Report each line in the records below that contains the word "wall", and copy every such line in full.
::::::::
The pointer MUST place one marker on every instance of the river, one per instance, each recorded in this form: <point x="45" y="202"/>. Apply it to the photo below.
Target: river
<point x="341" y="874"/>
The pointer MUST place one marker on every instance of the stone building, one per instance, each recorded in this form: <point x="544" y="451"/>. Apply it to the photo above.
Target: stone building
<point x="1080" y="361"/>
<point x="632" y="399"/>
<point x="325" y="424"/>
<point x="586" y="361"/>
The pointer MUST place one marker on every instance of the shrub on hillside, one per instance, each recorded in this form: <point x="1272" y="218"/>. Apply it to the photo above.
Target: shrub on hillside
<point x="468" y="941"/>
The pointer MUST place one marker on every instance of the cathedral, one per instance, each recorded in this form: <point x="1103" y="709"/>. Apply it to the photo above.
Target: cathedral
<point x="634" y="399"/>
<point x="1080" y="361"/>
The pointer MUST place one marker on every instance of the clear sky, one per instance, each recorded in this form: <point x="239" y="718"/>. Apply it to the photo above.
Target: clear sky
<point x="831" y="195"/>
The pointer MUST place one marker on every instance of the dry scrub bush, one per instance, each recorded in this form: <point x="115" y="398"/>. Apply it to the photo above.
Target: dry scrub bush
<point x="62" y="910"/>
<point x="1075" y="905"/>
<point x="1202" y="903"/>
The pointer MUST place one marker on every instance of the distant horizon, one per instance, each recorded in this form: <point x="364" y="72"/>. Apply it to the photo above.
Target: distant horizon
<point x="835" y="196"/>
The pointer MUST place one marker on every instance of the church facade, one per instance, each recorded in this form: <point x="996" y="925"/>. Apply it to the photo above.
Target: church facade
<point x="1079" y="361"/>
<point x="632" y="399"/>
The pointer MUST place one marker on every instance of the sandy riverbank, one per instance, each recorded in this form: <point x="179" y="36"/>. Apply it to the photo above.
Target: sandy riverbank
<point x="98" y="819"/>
::::::::
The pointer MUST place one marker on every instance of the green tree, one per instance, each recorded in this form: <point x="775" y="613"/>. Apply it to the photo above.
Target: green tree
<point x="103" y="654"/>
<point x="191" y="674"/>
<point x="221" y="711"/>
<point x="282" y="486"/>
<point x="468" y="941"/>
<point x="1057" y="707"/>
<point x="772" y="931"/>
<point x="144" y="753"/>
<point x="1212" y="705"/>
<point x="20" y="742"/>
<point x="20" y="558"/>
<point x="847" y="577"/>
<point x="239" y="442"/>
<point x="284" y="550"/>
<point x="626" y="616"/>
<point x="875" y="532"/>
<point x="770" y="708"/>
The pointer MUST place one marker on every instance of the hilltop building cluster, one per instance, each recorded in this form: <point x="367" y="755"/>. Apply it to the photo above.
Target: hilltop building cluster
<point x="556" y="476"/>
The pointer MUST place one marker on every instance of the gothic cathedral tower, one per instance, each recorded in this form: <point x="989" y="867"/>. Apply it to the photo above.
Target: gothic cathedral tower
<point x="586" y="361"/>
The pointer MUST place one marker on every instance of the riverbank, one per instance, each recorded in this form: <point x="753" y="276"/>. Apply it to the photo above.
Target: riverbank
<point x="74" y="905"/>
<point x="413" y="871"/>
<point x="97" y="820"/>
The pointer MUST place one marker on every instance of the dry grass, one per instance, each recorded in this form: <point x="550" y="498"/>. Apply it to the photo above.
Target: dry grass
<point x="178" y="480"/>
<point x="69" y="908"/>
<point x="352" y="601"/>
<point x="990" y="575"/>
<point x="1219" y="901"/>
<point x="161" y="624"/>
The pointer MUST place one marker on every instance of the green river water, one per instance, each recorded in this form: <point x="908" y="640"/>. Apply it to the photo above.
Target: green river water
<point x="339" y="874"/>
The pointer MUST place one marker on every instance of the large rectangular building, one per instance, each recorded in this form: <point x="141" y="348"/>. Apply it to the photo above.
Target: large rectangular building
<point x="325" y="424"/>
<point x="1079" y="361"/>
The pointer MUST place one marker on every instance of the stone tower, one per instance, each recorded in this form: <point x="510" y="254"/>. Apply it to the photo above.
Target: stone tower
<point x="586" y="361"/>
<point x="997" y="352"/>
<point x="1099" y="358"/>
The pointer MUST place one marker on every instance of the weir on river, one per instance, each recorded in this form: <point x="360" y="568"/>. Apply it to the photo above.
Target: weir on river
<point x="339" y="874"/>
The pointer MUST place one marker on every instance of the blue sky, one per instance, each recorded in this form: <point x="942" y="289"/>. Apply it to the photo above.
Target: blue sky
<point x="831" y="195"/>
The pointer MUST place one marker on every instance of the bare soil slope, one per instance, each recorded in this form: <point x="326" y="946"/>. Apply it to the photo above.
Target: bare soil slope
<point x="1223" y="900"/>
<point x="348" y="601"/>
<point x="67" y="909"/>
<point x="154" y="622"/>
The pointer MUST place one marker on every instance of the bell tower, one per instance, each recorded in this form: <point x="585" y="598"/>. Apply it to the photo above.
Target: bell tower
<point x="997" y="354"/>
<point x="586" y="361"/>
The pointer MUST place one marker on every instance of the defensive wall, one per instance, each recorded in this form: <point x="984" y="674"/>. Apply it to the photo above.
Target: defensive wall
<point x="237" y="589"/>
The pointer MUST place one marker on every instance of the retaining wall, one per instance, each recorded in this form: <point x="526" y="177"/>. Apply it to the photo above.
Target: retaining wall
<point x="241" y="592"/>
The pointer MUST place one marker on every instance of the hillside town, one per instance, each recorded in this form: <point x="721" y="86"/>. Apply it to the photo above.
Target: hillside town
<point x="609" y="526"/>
::::::::
Solution for this task:
The pointer MUST place one marker on every instance of the defensive wall, one per instance, each recorded in this form: <point x="984" y="674"/>. Apply it to the photo above.
Target: defensive wall
The pointer MUST place one marker on every instance of the retaining wall, one per instance, each recorded in this form: <point x="526" y="177"/>. Apply it to the photo above.
Target: retaining wall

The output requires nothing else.